#### Passage given
════════════════

By Sasha Stashwick 

The mounting scientific evidence is indisputable. Replacing coal with forest biomass is not a climate solution. It increases heat-trapping CO2 pollution in the atmosphere and harms forests, neither of which will urgently address our climate and biodiversity crises. But cracks are beginning to show in the UK Government’s finely tuned head-in-the-sand approach to biomass energy policy.

The Government’s new Biomass Policy Statement shows that it’s harder than ever for officials to deny the damaging impacts of burning forest biomass for electricity. In it, the Government appears to acknowledge that there are gaps in the biomass sustainability criteria, governance, and regulatory landscape that must be addressed, and pledges to engage with stakeholders to ensure that bioenergy deployment advances UK climate goals, rather than resulting in greenwash.

Specifically, referring to bioenergy with carbon capture and storage (BECCS), the Government recognizes public concerns about the “net negativity of BECCS,” (and therefore, implicitly, the ‘zero carbon’ status it categorically grants to standalone biomass-burning). The Government writes that it wants to ensure that, “criteria for sourcing [biomass] feedstocks are in line with up-to-date scientific evidence.”

These small but welcome acknowledgements are a step in the right direction, but the Statement generally continues to ignore the facts and instead appears intent on holding onto long-debunked claims about forest biomass that it needs to abandon once and for all.

The most egregious of these debunked claims is that burning forest biomass is “carbon neutral.” Scores of scientific studies have demonstrated that forest-derived biomass electricity produces stack emissions of CO2 at levels comparable to fossil fuels, and these emissions stay in the atmosphere for decades to centuries—well beyond timeframes relevant to tackling the climate emergency. But the UK’s carbon accounting rules allow these emissions from burning biomass to be counted as zero, assuming they will be counted in the country where trees are cut down, but this is often not the case.

So biomass looks like a ‘zero carbon’ fuel when in fact the power plants burning it are some of the biggest carbon polluters in the country. This misleading ‘zero-carbon’ status creates a significant policy incentive to subsidize bioenergy as a climate solution even when it is not.

════════════════

#### Exercise materials
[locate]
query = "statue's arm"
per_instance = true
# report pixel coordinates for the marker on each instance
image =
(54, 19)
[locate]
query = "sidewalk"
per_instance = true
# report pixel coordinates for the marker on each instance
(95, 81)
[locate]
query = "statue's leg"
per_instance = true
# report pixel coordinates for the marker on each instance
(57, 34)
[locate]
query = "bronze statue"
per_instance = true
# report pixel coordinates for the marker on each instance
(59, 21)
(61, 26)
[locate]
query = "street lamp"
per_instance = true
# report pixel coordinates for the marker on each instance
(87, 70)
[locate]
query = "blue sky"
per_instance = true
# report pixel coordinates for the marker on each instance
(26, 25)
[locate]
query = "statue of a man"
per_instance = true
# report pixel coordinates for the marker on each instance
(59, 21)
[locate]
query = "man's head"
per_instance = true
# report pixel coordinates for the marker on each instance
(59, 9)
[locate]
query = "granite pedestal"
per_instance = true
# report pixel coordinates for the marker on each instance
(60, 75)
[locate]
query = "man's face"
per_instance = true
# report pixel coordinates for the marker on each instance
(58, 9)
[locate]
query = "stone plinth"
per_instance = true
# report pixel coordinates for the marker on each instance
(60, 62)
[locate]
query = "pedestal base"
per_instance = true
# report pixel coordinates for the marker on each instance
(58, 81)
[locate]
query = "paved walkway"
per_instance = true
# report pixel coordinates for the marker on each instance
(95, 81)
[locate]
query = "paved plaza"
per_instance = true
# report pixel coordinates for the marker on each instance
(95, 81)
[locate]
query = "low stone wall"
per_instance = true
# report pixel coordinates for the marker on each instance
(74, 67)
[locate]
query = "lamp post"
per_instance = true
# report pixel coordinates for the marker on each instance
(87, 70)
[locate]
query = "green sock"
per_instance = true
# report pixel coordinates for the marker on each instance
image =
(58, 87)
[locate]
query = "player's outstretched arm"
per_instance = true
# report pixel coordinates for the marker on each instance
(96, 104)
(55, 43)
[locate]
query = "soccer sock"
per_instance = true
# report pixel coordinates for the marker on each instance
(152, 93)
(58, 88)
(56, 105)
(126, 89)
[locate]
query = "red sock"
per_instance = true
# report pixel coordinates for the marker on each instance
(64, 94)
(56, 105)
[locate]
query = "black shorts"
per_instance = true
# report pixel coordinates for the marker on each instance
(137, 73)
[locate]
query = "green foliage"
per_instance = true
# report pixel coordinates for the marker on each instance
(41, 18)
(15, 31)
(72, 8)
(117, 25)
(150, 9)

════════════════

#### Exercise instructions
1) From the rows above, pull out each line that contains the string "statue" and copy it unchanged.
2) Pick up the passage on UK biomass energy policy after its final sentence and keep writing it.

#### Answers for the exercise
1)
query = "statue's arm"
query = "statue's leg"
query = "bronze statue"
query = "statue of a man"

2)
And indeed, the UK’s subsidy tap remains open. Despite these dangerous climate risks, the Government continues to subsidize large biomass power plants with £3 million per day. Drax alone has already benefited from £5 billion in subsidies from 2012-2020 and is projected to receive a further £5 billion from 2020-2027.

History repeats itself, despite a mountain of evidence against burning trees for energy.

“It is widely recognised that bioenergy has an important role to play if the UK is to meet its low carbon objectives by 2050.” UK Government, 2012

“Biomass… is a vital resource for the key green technologies and energy carriers highlighted as necessary for net zero: low carbon electricity, hydrogen, carbon capture, and bioenergy.” UK Government, 2021.

The first of these statements is from the UK Government’s 2012 Bioenergy Strategy. The second from its new Policy Statement.

This makes it clear that the Government still sees biomass – and in the future BECCS – as central elements of its climate plan. Who would imagine that nine years, full of ringing the alarm bell by scientists, environmental groups, and vulnerable communities have elapsed between these two statements? But they have.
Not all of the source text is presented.